OPDRACHT A:
Geef voor elk van de volgende beweringen aan of ze klopt met de tekst over SCIM-inrichting in Azure Databricks. Antwoord per bewering met ja of nee en citeer letterlijk de woorden uit de tekst die de doorslag geven.
(i) SCIM is een open standaard om het inrichten van gebruikers te automatiseren.
(ii) De API's zijn alleen bruikbaar in combinatie met een IdP.
(iii) Databricks beveelt SCIM-inrichting op werkruimteniveau aan.
OPDRACHT B: Vervolg de tekst over SCIM-inrichting in Azure Databricks en begin direct na de laatste zin.

┌─ GETOONDE TEKST

Gebruikers en groepen synchroniseren vanuit Microsoft Entra ID
In dit artikel wordt beschreven hoe u uw id-provider (IdP) en Azure Databricks configureert om gebruikers en groepen in te richten voor Azure Databricks met behulp van SCIM of System for Cross-domain Identity Management, een open standaard waarmee u het inrichten van gebruikers kunt automatiseren.
Over SCIM-inrichting in Azure Databricks
Met SCIM kunt u een IdP gebruiken om gebruikers te maken in Azure Databricks, hen het juiste toegangsniveau te geven en toegang te verwijderen (de inrichting ongedaan maken) wanneer ze uw organisatie verlaten of geen toegang meer nodig hebben tot Azure Databricks.
U kunt een SCIM-inrichtingsconnector in uw IdP gebruiken of de SCIM Groups-API aanroepen om de inrichting te beheren. U kunt deze API's ook gebruiken om identiteiten in Azure Databricks rechtstreeks te beheren, zonder een IdP.
SCIM-inrichting op account- en werkruimteniveau
Databricks raadt aan om SCIM-inrichting op accountniveau te gebruiken om alle gebruikers van het account te maken, bij te werken en te verwijderen. U beheert de toewijzing van gebruikers en groepen aan werkruimten in Azure Databricks. Uw werkruimten moeten zijn ingeschakeld voor identiteitsfederatie om de werkruimtetoewijzingen van gebruikers te beheren.

└─
┌─ AANGELEVERDE GEGEVENS

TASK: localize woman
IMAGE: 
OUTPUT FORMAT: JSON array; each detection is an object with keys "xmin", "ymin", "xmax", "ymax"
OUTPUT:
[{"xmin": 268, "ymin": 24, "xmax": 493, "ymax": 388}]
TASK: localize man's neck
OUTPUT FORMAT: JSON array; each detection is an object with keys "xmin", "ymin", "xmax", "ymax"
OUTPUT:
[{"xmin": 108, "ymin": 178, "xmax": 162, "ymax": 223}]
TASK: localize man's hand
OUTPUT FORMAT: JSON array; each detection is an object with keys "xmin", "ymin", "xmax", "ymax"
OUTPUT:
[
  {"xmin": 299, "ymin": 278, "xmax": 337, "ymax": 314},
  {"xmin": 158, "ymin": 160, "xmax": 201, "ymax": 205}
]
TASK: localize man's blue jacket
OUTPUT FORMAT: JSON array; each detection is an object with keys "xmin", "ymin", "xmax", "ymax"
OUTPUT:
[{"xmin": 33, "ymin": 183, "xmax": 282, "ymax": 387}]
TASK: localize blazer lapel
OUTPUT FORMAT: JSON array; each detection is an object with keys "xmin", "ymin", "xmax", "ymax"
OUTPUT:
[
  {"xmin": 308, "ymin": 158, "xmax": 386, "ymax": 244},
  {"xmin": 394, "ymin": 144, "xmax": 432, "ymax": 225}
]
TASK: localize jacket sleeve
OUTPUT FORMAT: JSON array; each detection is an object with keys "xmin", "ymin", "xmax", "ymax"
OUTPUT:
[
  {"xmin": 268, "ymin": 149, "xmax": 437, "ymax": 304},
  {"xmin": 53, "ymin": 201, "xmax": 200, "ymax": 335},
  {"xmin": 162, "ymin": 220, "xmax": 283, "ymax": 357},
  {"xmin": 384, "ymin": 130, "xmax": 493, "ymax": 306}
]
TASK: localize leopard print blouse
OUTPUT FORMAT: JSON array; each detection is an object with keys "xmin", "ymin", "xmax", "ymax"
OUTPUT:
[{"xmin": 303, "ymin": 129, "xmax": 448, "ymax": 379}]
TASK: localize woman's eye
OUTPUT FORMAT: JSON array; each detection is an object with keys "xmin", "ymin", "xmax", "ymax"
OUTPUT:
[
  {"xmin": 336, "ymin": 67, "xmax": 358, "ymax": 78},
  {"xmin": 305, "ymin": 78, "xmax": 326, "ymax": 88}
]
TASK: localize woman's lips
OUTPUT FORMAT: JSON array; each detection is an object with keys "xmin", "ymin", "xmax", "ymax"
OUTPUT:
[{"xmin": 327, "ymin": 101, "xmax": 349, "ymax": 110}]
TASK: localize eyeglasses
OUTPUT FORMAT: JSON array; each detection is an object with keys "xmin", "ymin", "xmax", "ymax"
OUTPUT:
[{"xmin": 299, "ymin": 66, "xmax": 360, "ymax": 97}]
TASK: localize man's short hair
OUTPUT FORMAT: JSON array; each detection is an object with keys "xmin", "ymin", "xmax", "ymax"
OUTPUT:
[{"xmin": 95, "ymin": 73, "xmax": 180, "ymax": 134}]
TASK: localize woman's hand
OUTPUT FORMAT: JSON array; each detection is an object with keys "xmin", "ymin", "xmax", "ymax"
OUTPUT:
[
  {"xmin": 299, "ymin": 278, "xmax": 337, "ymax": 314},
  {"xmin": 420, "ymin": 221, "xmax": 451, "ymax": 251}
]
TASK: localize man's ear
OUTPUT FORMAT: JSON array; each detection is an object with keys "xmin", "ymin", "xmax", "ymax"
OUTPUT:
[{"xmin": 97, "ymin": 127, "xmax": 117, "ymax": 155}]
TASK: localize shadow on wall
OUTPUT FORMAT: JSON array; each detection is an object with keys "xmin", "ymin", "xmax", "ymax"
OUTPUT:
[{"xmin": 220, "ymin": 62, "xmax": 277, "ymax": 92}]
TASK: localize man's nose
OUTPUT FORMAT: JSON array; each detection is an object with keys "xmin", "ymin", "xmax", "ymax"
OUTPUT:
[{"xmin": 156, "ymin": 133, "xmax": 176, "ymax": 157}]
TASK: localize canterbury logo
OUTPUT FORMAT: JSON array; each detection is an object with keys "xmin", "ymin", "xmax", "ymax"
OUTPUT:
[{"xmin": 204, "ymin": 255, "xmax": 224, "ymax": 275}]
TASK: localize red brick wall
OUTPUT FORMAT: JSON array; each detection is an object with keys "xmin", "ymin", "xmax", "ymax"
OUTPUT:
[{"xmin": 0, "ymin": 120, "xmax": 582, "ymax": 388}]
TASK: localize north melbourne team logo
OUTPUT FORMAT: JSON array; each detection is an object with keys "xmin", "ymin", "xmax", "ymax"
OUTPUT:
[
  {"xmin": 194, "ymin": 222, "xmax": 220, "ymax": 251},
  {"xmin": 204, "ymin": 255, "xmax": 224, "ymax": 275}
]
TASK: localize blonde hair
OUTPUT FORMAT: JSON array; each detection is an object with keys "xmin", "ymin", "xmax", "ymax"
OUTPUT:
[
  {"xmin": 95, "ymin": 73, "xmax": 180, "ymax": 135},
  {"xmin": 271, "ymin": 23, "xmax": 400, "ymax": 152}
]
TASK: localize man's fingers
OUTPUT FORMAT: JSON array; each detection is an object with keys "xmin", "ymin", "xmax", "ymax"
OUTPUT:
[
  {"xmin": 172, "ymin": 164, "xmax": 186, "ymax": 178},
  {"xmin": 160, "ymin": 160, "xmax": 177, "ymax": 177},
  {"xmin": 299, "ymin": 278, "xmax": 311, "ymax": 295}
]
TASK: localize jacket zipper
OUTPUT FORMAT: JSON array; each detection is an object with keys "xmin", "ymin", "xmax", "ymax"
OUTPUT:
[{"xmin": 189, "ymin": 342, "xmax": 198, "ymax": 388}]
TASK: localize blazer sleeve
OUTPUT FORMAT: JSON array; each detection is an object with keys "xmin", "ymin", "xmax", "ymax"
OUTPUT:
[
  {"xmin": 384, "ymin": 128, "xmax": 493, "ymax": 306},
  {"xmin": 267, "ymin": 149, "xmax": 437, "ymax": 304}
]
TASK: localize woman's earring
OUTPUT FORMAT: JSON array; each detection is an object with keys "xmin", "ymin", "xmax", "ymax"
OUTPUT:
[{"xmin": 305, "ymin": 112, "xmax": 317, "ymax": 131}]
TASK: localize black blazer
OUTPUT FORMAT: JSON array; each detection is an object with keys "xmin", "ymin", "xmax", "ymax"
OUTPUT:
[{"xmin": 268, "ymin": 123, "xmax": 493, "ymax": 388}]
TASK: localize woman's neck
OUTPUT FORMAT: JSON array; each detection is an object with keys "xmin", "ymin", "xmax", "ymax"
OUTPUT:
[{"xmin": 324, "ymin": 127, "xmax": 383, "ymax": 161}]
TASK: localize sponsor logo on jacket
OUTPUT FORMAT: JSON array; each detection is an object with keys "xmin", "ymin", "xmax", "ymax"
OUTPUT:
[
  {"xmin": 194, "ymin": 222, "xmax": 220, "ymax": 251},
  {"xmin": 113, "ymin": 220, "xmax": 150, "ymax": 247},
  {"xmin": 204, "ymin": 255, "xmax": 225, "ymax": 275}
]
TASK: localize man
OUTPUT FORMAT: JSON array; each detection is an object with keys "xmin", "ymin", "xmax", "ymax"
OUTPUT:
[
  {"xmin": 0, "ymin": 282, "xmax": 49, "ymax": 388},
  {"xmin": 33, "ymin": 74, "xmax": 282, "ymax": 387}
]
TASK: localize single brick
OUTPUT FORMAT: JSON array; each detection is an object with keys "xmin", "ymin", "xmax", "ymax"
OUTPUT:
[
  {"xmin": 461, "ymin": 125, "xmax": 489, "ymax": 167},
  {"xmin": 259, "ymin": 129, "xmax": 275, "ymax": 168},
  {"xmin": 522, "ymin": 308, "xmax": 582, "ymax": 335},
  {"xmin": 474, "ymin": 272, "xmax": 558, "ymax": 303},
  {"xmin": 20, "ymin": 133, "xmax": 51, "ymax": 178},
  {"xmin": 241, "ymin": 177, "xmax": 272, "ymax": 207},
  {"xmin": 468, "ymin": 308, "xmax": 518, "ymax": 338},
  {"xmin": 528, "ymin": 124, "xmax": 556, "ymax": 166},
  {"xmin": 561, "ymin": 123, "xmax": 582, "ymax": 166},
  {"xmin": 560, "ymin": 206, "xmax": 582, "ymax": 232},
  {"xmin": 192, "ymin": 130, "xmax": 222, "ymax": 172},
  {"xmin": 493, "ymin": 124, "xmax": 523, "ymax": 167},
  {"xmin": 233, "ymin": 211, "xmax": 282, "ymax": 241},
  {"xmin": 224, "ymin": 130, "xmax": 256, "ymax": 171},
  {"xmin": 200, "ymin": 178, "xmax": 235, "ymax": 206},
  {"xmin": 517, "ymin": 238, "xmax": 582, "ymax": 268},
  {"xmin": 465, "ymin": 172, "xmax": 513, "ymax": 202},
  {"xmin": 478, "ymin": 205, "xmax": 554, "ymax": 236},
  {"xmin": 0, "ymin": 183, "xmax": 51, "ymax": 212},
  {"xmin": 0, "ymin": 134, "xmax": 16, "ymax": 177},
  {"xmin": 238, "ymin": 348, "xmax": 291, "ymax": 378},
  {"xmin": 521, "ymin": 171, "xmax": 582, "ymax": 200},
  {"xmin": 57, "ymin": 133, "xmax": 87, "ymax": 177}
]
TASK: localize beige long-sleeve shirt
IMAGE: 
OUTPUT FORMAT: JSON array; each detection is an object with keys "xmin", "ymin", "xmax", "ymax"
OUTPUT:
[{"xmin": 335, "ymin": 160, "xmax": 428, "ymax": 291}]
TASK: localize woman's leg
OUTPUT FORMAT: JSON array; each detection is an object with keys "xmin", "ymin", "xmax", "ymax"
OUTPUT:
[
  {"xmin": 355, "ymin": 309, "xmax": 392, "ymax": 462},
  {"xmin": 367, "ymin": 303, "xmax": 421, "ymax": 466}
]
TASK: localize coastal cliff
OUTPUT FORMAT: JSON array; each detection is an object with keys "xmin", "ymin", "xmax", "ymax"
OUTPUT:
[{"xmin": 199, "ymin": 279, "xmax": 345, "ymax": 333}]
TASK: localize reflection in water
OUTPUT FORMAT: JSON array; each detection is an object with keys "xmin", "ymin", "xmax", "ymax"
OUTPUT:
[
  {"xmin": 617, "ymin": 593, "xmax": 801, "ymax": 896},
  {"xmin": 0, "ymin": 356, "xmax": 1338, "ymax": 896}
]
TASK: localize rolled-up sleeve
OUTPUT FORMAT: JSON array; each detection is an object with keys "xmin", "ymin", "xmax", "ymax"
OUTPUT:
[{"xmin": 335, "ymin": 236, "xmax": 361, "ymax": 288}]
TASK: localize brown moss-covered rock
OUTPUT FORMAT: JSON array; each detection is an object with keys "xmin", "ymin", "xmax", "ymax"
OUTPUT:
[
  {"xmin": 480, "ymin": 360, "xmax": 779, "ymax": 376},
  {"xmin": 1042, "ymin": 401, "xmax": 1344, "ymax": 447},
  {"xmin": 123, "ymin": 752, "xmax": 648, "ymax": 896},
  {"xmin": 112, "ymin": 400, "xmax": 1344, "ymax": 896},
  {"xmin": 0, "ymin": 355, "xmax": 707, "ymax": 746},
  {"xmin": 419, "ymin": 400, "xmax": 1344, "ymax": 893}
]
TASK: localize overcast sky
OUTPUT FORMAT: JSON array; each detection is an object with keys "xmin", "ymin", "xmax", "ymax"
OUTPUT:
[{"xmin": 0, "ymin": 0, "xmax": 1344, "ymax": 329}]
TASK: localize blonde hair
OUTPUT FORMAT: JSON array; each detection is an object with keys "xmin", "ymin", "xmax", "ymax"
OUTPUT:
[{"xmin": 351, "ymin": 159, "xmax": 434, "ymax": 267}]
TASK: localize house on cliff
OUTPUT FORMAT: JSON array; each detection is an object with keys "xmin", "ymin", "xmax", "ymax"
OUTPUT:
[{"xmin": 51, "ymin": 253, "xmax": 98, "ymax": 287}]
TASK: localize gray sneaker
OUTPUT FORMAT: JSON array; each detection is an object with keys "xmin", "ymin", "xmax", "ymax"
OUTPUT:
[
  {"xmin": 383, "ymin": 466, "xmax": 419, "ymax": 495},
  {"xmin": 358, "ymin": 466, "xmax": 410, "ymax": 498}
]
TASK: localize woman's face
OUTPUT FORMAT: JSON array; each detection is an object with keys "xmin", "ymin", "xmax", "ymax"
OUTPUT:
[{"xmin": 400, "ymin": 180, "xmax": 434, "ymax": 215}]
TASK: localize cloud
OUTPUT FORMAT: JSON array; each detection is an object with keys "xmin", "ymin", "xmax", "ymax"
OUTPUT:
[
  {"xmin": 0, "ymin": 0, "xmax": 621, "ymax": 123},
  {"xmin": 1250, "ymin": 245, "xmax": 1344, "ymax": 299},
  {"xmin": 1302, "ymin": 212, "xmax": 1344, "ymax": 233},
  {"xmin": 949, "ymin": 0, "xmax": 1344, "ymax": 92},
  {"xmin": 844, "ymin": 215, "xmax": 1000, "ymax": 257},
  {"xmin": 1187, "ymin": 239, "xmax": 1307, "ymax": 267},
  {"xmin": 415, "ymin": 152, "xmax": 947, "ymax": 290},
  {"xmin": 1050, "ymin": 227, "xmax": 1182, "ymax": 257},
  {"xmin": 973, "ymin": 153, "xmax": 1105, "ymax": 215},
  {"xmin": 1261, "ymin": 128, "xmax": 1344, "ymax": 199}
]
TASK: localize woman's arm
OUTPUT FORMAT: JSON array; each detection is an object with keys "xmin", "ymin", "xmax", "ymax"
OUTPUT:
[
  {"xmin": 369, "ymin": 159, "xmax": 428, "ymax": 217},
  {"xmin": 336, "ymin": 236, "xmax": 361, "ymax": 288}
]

└─

UITKOMST OPDRACHT A:
(i) Ja: "een open standaard waarmee u het inrichten van gebruikers kunt automatiseren"
(ii) Nee: "U kunt deze API's ook gebruiken om identiteiten in Azure Databricks rechtstreeks te beheren, zonder een IdP."
(iii) Nee: "Databricks raadt aan om SCIM-inrichting op accountniveau te gebruiken om alle gebruikers van het account te maken, bij te werken en te verwijderen."

UITKOMST OPDRACHT B:
SCIM-inrichting op werkruimteniveau is een verouderde configuratie die zich in openbare preview bevindt. Als u scim-inrichting op werkruimteniveau al hebt ingesteld voor een werkruimte, raadt Databricks u aan om de werkruimte in te schakelen voor identiteitsfederatie, SCIM-inrichting op accountniveau in te stellen en de SCIM-inrichting op werkruimteniveau uit te schakelen. Zie SCIM-inrichting op werkruimteniveau migreren naar accountniveau. Zie Identiteiten inrichten voor een Azure Databricks-werkruimte (verouderd) voor meer informatie over SCIM-inrichting op werkruimteniveau.
Vereisten
Gebruikers en groepen inrichten voor Azure Databricks met behulp van SCIM:
- Uw Azure Databricks-account moet het Premium-abonnement hebben.
- U moet een Azure Databricks-accountbeheerder zijn.
U kunt maximaal 10.000 gecombineerde gebruikers en service-principals en 5000 groepen in een account hebben. Elke werkruimte kan maximaal 10.000 gecombineerde gebruikers en service-principals en 5000 groepen hebben.
Gebruikers en groepen synchroniseren met uw Azure Databricks-account
U kunt identiteiten op accountniveau synchroniseren vanuit uw Microsoft Entra ID-tenant naar Azure Databricks met behulp van een SCIM-inrichtingsconnector.
Belangrijk
Als u al SCIM-connectors hebt die identiteiten rechtstreeks met uw werkruimten synchroniseren, moet u deze SCIM-connectors uitschakelen wanneer de SCIM-connector op accountniveau is ingeschakeld. Zie SCIM-inrichting op werkruimteniveau migreren naar accountniveau.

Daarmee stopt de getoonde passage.